Dataset excerpts
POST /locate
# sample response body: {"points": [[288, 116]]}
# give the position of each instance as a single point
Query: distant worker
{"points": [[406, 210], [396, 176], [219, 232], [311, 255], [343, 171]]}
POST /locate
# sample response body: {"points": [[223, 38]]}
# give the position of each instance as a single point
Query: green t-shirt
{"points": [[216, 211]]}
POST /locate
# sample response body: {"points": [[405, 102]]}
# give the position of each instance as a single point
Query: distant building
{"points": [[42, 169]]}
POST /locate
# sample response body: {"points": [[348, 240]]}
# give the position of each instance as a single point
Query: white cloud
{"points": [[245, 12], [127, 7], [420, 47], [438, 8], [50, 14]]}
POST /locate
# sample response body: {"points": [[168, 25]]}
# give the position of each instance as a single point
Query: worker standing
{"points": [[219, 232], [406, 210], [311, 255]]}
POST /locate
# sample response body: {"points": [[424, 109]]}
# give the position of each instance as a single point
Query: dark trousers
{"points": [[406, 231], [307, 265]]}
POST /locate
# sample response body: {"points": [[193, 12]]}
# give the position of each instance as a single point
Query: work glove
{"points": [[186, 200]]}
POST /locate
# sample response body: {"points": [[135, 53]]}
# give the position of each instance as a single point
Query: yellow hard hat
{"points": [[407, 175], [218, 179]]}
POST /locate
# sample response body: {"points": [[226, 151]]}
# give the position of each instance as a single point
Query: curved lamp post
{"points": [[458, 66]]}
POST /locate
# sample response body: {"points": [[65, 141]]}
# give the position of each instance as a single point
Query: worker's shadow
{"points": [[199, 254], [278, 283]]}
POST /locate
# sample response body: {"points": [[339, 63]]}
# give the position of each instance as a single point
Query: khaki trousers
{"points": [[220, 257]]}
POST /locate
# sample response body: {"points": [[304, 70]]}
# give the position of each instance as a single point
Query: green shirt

■ Brief:
Once you have read the entries, write them all out again exactly.

■ Finished task:
POST /locate
# sample response body: {"points": [[288, 116]]}
# give the position of each instance as a single point
Query: distant worker
{"points": [[406, 210], [396, 176], [219, 232], [311, 255], [343, 171]]}
POST /locate
# sample response body: {"points": [[223, 38]]}
# give the position of each instance as a single point
Query: green t-shirt
{"points": [[216, 211]]}
POST /locate
# sample response body: {"points": [[405, 102]]}
# give the position of each instance as a single point
Query: distant building
{"points": [[42, 169]]}
POST /locate
# sample response body: {"points": [[348, 240]]}
# give the position of each instance as a single point
Query: white cloud
{"points": [[245, 12], [127, 7], [420, 47], [438, 8], [50, 14]]}
POST /locate
# sample response body: {"points": [[168, 25]]}
# give the position of each instance as a single point
Query: worker standing
{"points": [[219, 232], [406, 210], [311, 255]]}
POST /locate
# sample response body: {"points": [[424, 109]]}
# give the position of each instance as a single point
Query: dark trousers
{"points": [[406, 231], [307, 265]]}
POST /locate
# sample response body: {"points": [[193, 12]]}
# give the position of each instance as a single point
Query: work glove
{"points": [[186, 200]]}
POST /locate
# sample response body: {"points": [[135, 53]]}
# give the position of each instance as a single point
Query: yellow hard hat
{"points": [[407, 175], [218, 179]]}
POST /locate
# sample response body: {"points": [[226, 151]]}
# give the position of each instance as a single point
Query: curved lamp post
{"points": [[458, 66]]}
POST /locate
# sample response body: {"points": [[65, 141]]}
# give the position of each instance as a single point
Query: worker's shadow
{"points": [[199, 254], [278, 283]]}
POST /locate
# sample response body: {"points": [[339, 63]]}
# give the position of each instance as a single point
Query: khaki trousers
{"points": [[220, 257]]}
POST /locate
# sample response body: {"points": [[304, 70]]}
# give the position of each instance as a single point
Query: green shirt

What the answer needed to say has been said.